** START OF RAW RECORDS **

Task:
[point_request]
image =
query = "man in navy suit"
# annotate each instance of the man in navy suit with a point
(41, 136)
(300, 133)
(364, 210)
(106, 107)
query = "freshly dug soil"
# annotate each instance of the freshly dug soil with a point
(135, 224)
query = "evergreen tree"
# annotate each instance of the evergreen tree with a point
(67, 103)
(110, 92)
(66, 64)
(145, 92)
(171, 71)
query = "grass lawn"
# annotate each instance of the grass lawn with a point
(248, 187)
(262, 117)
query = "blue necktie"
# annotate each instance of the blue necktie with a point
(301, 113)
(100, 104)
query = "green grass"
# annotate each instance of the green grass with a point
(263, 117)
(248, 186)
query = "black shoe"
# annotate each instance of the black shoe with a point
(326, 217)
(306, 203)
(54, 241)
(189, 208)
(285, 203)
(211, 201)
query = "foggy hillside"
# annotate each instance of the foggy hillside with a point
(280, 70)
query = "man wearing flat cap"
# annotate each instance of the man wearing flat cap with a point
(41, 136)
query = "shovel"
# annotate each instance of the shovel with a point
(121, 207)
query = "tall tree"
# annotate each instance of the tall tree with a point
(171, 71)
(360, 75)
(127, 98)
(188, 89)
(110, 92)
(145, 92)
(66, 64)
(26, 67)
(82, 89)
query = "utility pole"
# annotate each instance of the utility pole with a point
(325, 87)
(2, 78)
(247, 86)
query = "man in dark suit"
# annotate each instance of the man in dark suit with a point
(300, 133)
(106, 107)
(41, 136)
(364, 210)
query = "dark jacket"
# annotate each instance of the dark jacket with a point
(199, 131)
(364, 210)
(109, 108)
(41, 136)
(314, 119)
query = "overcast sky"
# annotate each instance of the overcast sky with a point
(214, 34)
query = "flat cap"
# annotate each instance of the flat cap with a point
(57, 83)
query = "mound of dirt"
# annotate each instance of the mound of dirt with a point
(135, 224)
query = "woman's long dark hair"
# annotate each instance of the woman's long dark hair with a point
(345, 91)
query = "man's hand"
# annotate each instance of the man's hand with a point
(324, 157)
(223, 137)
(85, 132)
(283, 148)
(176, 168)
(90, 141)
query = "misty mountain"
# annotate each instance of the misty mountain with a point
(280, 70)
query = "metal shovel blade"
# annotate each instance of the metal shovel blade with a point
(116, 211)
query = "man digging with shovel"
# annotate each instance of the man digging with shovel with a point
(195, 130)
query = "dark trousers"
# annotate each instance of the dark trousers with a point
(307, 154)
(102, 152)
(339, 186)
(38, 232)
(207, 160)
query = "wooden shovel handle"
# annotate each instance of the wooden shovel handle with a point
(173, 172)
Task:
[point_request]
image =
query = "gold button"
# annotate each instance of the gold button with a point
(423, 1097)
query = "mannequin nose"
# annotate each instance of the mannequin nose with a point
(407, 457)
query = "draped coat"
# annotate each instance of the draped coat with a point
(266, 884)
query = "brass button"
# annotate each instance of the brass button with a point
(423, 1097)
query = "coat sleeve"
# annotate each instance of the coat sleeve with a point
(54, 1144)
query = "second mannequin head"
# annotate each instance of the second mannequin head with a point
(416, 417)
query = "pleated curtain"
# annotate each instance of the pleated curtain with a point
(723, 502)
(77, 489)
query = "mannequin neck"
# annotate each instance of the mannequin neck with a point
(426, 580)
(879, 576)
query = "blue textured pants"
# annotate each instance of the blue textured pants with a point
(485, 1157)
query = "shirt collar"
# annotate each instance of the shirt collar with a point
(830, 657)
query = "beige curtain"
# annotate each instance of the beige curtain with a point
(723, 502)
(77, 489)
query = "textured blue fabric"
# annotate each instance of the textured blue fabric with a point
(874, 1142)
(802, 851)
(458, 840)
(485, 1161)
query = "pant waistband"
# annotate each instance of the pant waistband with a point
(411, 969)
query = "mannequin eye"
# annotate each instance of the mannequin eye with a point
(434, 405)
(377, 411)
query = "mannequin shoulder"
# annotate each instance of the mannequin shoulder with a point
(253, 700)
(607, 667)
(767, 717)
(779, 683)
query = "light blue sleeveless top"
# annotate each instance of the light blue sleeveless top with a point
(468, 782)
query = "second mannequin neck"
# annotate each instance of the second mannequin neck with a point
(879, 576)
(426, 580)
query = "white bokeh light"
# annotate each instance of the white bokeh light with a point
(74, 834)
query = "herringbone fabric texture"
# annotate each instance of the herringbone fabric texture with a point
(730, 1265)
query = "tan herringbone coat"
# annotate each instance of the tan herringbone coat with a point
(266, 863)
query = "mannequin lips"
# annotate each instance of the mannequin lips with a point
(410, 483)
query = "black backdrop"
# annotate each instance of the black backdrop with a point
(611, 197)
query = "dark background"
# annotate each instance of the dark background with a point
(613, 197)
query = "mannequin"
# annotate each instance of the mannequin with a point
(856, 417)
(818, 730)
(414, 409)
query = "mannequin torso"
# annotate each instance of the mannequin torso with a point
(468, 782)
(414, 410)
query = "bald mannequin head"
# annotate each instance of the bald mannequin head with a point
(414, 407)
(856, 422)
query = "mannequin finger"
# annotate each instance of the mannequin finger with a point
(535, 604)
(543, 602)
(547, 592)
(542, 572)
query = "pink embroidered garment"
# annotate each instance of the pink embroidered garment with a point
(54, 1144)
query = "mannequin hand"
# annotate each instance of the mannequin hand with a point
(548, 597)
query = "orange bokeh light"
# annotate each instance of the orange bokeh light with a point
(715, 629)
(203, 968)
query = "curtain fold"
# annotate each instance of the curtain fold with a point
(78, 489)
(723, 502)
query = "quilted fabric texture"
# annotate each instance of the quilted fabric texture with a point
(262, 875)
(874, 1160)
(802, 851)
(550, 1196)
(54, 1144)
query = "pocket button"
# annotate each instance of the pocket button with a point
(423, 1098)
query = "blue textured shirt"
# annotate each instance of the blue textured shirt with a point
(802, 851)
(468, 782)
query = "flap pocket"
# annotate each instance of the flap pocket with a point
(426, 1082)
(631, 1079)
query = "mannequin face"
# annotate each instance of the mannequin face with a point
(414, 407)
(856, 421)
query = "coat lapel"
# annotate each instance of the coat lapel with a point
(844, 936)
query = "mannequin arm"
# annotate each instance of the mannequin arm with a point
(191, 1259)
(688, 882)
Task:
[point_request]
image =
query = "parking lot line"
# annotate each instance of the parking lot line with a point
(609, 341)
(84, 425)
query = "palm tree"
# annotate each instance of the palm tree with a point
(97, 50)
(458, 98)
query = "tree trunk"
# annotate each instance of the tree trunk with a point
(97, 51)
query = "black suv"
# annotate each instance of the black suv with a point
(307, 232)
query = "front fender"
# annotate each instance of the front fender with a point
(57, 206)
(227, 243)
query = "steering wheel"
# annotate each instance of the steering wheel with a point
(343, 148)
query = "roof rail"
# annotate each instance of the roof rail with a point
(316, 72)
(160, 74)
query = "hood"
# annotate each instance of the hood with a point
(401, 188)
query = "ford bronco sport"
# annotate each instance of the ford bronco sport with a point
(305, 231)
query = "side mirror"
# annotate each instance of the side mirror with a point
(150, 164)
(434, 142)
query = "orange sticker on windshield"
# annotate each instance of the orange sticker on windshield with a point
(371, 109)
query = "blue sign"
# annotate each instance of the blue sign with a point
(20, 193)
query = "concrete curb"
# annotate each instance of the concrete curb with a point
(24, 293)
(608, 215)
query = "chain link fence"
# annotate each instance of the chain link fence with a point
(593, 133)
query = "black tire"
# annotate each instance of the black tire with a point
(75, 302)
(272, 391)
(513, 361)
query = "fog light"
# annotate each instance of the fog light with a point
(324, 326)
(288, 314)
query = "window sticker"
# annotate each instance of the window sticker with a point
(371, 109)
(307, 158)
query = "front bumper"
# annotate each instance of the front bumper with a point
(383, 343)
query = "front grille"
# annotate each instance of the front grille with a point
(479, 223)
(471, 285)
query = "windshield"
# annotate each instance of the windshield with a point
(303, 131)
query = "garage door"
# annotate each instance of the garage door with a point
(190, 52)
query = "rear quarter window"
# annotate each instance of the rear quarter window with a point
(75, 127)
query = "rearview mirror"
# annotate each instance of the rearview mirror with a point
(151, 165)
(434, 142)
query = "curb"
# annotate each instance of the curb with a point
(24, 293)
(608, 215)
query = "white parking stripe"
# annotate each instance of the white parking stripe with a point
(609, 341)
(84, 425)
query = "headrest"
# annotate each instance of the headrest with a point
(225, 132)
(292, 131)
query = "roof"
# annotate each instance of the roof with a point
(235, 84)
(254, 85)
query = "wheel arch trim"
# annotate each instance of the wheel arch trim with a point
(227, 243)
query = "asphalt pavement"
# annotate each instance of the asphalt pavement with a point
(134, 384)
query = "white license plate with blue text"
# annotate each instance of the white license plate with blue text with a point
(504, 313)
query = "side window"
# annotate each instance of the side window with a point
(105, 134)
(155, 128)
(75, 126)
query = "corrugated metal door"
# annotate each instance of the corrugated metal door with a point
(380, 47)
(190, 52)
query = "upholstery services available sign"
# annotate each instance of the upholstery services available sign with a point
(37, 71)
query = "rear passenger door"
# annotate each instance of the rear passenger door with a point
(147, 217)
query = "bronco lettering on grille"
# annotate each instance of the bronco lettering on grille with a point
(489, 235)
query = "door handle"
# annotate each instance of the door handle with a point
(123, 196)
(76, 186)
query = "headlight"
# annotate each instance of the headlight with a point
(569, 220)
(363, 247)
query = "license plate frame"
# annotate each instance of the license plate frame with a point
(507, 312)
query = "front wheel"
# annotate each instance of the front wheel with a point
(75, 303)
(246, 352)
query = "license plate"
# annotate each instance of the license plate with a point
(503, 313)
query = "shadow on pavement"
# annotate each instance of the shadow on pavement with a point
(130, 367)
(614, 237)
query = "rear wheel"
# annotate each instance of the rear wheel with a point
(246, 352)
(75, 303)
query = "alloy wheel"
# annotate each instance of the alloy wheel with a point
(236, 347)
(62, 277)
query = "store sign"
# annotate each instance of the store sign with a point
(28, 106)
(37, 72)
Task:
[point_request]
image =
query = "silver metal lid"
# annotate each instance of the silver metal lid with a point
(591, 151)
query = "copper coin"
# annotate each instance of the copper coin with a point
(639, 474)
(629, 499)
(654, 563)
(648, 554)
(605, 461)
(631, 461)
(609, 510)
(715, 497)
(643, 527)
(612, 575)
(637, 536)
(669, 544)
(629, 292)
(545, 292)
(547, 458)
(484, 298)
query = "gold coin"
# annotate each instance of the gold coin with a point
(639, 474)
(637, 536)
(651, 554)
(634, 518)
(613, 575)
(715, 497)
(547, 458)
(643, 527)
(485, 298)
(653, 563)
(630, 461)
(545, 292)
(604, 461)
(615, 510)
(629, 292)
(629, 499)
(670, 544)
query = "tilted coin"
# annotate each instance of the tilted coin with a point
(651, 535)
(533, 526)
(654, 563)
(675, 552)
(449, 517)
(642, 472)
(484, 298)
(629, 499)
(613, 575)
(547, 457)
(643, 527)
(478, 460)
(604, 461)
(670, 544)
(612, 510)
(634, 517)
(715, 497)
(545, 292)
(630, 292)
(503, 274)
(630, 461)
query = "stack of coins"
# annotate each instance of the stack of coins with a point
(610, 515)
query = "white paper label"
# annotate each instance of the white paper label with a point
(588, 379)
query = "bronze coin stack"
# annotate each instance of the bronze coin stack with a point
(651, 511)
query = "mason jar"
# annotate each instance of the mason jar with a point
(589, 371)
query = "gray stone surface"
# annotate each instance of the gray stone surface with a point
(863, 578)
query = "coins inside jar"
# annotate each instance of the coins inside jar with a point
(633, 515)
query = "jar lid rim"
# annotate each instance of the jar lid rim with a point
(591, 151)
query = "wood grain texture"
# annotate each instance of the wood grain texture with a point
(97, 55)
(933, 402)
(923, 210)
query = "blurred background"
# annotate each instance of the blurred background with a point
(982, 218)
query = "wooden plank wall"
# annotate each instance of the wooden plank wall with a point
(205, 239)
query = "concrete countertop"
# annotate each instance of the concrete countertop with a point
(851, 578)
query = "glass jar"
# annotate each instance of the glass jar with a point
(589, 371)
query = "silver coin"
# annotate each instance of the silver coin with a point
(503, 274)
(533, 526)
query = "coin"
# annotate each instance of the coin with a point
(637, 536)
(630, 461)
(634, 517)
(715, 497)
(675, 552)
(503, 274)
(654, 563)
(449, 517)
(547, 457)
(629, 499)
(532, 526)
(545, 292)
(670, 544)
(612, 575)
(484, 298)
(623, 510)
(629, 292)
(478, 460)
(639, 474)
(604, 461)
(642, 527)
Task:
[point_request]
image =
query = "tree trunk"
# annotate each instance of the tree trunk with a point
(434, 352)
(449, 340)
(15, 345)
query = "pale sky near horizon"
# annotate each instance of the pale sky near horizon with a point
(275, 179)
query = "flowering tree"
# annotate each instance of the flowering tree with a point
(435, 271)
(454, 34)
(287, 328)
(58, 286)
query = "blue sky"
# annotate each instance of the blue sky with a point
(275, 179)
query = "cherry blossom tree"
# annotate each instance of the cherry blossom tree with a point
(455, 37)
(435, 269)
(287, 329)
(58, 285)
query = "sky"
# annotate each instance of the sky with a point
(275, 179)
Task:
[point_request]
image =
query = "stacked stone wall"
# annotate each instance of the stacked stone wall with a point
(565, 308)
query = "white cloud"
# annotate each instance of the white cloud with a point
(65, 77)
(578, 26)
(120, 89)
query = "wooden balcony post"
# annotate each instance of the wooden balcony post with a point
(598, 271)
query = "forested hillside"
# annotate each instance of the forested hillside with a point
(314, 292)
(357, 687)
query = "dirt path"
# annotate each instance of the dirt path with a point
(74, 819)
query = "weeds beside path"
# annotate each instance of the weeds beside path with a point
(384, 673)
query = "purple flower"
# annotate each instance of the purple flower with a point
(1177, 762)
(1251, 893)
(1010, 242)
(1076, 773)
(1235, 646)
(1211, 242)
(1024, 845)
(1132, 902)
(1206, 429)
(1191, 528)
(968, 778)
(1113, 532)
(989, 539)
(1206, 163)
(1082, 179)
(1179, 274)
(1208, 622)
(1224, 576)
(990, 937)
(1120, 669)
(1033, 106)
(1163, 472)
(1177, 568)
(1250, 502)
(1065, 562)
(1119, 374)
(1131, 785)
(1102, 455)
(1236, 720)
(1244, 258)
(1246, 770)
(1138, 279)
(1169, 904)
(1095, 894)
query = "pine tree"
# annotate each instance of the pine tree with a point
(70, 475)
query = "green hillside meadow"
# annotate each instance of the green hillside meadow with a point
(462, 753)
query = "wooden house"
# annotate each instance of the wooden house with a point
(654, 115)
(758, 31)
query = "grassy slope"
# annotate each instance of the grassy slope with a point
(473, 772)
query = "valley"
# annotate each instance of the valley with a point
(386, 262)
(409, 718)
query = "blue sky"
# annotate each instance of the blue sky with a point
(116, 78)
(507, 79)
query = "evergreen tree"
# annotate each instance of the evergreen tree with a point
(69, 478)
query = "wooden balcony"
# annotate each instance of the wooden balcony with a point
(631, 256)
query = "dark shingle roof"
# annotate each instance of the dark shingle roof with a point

** END OF RAW RECORDS **

• _GIVEN REQUEST_
Extract every line of the rows above that contains the word "roof" and copy each one in full.

• _SOLUTION TO THE EXERCISE_
query = "roof rail"
# annotate each instance of the roof rail with a point
query = "roof"
# annotate each instance of the roof with a point
query = "dark shingle roof"
# annotate each instance of the dark shingle roof with a point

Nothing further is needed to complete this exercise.